* **Action item**: The answer should be the exact lines from the line containing "[[407, 245], [103, 16], [124, 315], [587, 278]]" through the last line of the material below, with no pictures.

* **Given data**:
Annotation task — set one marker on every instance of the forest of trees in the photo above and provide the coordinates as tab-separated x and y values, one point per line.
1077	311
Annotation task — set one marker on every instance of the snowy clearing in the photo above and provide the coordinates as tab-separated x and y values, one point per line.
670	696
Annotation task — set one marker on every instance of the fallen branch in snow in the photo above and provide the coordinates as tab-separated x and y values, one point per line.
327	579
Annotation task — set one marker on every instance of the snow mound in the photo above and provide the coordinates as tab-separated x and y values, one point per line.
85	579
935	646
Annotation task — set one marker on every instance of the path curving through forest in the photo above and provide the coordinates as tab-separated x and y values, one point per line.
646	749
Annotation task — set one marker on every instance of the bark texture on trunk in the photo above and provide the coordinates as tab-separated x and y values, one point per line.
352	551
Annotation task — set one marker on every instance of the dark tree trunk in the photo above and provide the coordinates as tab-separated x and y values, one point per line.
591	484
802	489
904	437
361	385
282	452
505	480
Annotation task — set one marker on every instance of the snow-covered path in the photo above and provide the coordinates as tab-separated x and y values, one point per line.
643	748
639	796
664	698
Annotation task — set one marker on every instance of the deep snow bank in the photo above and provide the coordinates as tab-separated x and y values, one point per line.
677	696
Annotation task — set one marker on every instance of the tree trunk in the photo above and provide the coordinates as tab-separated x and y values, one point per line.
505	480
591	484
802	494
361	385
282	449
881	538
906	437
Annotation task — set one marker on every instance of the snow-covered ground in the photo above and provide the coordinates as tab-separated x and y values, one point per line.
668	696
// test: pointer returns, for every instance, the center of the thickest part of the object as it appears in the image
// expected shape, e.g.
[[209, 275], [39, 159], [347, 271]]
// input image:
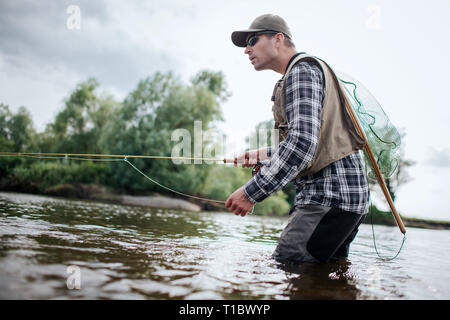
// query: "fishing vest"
[[338, 136]]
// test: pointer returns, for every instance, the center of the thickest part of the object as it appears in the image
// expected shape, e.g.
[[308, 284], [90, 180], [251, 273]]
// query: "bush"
[[46, 174]]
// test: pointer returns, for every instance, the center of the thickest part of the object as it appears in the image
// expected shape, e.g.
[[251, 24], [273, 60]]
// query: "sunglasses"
[[251, 41]]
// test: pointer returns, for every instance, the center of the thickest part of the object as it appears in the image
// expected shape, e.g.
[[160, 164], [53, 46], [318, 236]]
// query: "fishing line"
[[167, 188]]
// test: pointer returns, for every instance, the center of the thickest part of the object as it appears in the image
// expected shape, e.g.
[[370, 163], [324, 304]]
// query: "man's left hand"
[[238, 202]]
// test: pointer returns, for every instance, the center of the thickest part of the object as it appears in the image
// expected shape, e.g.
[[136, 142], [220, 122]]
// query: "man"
[[319, 149]]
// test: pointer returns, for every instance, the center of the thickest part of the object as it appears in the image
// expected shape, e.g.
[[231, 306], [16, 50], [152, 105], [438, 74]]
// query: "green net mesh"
[[383, 137]]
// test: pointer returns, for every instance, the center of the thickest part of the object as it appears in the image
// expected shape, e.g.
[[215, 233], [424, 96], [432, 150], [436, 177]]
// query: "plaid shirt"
[[342, 184]]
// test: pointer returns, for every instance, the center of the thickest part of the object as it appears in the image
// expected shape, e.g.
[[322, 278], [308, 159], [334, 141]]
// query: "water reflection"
[[127, 252], [320, 281]]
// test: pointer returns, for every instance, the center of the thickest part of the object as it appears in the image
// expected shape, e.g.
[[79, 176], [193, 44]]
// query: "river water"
[[54, 248]]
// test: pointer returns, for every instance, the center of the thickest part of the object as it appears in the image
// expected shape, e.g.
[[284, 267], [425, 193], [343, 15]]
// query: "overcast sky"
[[397, 49]]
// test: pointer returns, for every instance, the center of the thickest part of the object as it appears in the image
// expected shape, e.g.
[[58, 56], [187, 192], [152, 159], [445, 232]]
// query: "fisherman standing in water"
[[318, 149]]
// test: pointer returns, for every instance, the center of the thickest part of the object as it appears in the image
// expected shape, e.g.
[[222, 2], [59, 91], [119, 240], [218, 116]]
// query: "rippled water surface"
[[63, 249]]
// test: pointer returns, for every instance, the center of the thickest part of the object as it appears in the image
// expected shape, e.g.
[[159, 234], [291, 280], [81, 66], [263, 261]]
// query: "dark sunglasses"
[[251, 41]]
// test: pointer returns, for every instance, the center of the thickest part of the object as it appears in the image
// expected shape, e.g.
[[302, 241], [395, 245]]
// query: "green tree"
[[145, 122], [22, 131], [77, 128]]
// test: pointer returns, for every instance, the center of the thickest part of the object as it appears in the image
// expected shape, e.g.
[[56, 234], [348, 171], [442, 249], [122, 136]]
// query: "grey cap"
[[265, 22]]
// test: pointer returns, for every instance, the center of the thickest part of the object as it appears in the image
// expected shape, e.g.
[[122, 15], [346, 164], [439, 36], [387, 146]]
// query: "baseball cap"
[[265, 22]]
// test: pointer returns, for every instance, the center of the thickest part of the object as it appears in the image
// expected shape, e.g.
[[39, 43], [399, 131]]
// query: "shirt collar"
[[292, 59]]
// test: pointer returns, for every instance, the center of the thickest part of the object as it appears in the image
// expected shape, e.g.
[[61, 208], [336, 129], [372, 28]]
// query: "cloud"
[[439, 158], [103, 47]]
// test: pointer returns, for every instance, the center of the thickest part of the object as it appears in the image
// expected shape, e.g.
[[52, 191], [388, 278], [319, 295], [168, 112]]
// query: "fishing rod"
[[116, 157], [93, 155]]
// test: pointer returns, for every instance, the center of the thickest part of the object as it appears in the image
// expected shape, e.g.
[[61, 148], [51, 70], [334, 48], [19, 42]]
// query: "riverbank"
[[155, 200]]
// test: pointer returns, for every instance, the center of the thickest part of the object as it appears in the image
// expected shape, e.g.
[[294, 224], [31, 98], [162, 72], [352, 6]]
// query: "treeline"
[[91, 122]]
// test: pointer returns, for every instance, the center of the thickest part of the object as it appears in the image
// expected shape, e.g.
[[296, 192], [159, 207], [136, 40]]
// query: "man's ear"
[[279, 39]]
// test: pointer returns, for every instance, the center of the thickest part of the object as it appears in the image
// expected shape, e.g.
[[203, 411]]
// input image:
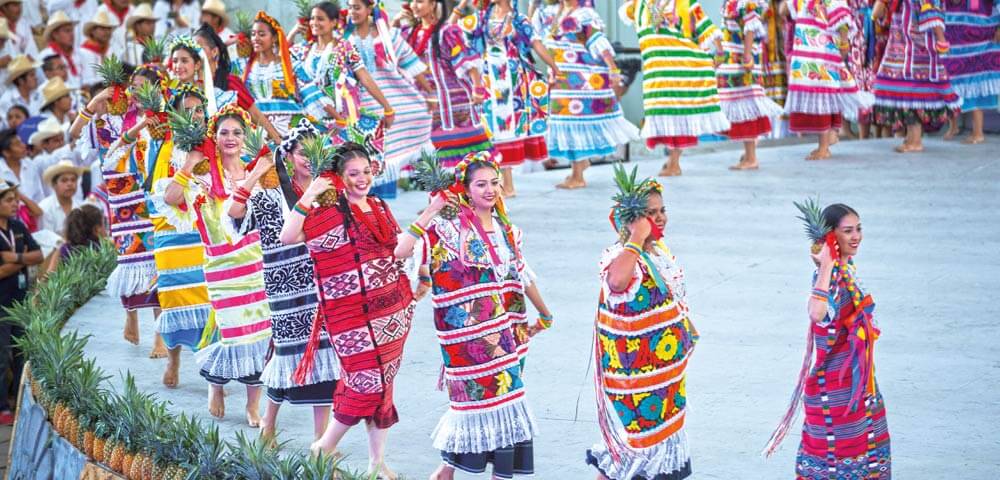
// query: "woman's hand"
[[318, 186], [824, 257]]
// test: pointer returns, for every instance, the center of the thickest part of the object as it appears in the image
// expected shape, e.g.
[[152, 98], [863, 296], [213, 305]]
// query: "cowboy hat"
[[53, 90], [100, 19], [216, 7], [55, 21], [19, 66], [47, 129], [142, 12], [60, 168]]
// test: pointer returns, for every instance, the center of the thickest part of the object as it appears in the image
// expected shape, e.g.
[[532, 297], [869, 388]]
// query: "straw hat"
[[101, 19], [142, 12], [53, 90], [19, 66], [55, 21], [47, 129], [216, 7], [62, 167]]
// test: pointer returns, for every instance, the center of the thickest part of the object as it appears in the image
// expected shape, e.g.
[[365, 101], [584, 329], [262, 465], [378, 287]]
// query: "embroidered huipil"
[[516, 108], [585, 119], [643, 342], [479, 315]]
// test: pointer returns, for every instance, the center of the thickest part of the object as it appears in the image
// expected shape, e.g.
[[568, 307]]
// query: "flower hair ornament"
[[188, 42], [283, 53]]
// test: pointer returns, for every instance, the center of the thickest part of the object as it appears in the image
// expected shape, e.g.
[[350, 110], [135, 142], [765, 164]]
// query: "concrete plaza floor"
[[930, 257]]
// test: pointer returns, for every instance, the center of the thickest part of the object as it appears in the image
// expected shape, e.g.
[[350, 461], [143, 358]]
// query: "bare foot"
[[170, 375], [159, 348], [253, 418], [216, 402], [905, 148], [570, 184], [131, 334], [818, 154]]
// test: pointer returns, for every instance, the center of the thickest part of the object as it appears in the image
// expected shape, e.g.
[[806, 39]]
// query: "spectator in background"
[[63, 178], [84, 229], [7, 52], [95, 47], [18, 250], [142, 26], [16, 116], [60, 39], [177, 17], [22, 37], [21, 74], [213, 14], [57, 103]]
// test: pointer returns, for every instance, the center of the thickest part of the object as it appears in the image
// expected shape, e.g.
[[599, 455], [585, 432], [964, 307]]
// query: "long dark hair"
[[833, 214], [222, 66]]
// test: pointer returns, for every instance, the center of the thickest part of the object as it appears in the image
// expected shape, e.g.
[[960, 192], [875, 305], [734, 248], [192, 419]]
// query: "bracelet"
[[416, 230], [545, 321], [300, 209], [633, 248]]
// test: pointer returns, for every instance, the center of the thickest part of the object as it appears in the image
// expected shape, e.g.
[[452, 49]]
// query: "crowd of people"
[[249, 209]]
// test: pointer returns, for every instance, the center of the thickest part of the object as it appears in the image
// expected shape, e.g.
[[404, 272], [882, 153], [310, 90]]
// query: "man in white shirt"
[[20, 27], [60, 39], [96, 46], [63, 178], [22, 86]]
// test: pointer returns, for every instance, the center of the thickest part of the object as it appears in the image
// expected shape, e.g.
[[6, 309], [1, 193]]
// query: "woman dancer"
[[845, 434], [365, 300], [282, 91], [585, 120], [739, 58], [974, 59], [124, 172], [912, 88], [233, 267], [456, 80], [518, 97], [641, 398], [290, 287], [479, 281], [398, 71], [820, 87], [680, 97]]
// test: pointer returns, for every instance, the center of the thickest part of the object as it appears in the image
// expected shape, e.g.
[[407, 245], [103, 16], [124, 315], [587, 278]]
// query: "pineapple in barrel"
[[112, 72], [189, 134], [631, 199], [816, 229], [254, 142], [154, 50], [244, 23], [320, 156], [150, 98], [429, 176]]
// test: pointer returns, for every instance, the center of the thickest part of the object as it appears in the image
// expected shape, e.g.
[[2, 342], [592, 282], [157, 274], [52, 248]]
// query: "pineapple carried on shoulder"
[[150, 98], [816, 229], [254, 144], [320, 155], [112, 72], [244, 24], [429, 176], [189, 134]]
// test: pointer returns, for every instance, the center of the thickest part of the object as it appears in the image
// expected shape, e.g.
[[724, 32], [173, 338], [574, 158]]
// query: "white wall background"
[[285, 12]]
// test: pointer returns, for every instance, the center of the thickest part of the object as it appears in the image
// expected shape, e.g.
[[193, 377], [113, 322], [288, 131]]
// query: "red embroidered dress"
[[481, 325], [365, 303]]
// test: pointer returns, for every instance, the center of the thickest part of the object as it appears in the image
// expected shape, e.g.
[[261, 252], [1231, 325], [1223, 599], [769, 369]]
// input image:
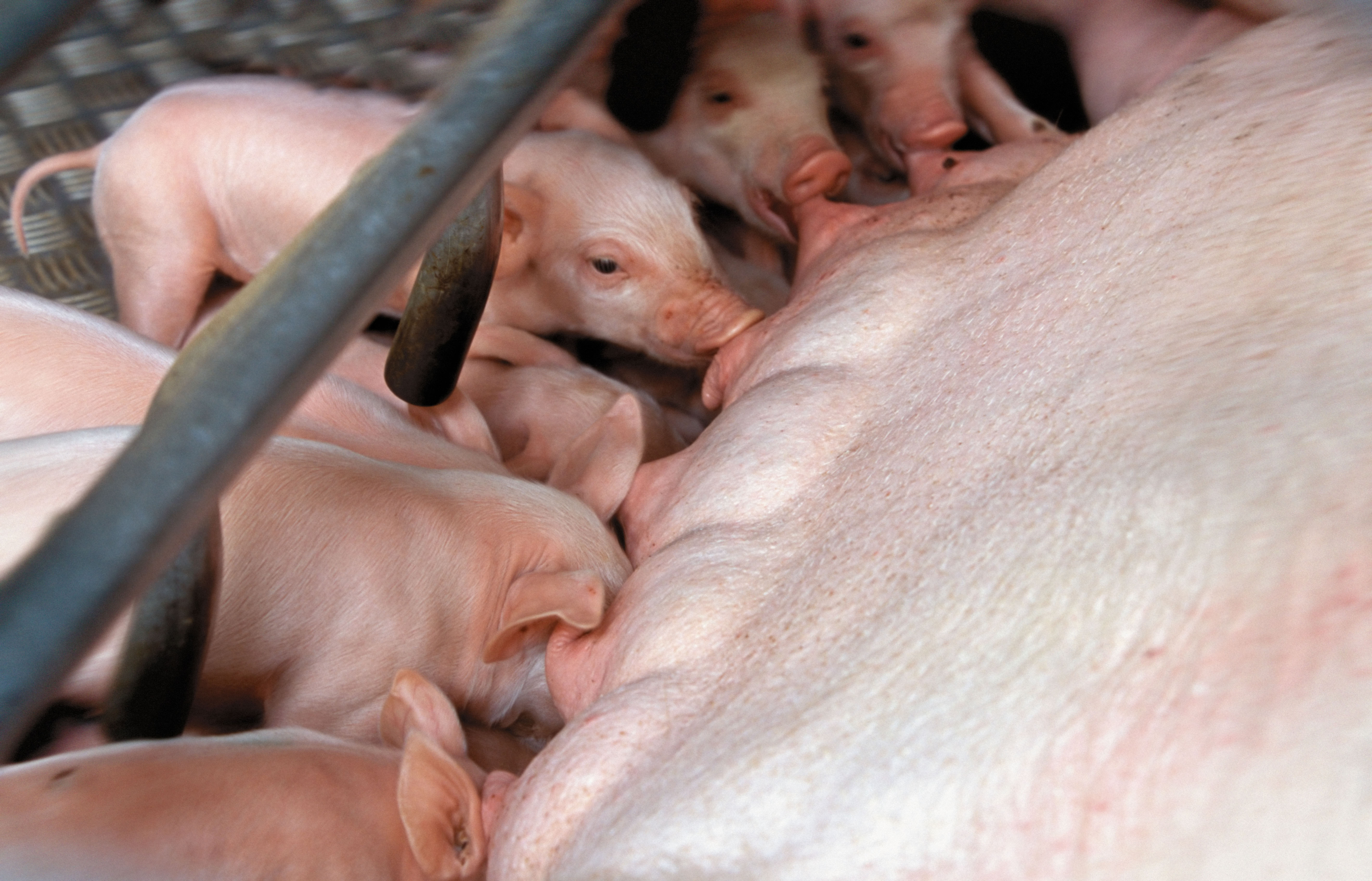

* **Written response**:
[[407, 245], [103, 16], [124, 315], [587, 278]]
// query: "pineapple in barrel"
[[112, 72], [189, 134], [631, 199], [816, 229], [254, 142], [154, 50], [244, 23], [320, 156], [150, 98], [429, 176]]
// test: pointer returns, for every instance, the center of the thickest part of the object as it appears in the image
// expected shape, e.g.
[[2, 342], [592, 282], [157, 274], [52, 248]]
// query: "pineapple carried on shoulder"
[[150, 98], [816, 229], [254, 144], [320, 155], [112, 72], [244, 24], [429, 176], [189, 134]]
// test: pointer returns, for every instance, the center of the thickest part of the object as it appears in the image
// expected shape, e.g.
[[724, 32], [173, 338], [574, 158]]
// query: "white wall background"
[[285, 12]]
// test: pointer returns, for every instance, the center of the thickest part of the object as it appears in the image
// expected shape, e.g.
[[193, 377], [113, 322], [288, 131]]
// query: "red embroidered dress"
[[481, 325], [365, 303]]
// test: pointer returns, for every instance, the center of the thickest part of the object as it appears in the image
// expected shape, e.g.
[[261, 252], [1231, 325], [1223, 599], [769, 369]]
// input image:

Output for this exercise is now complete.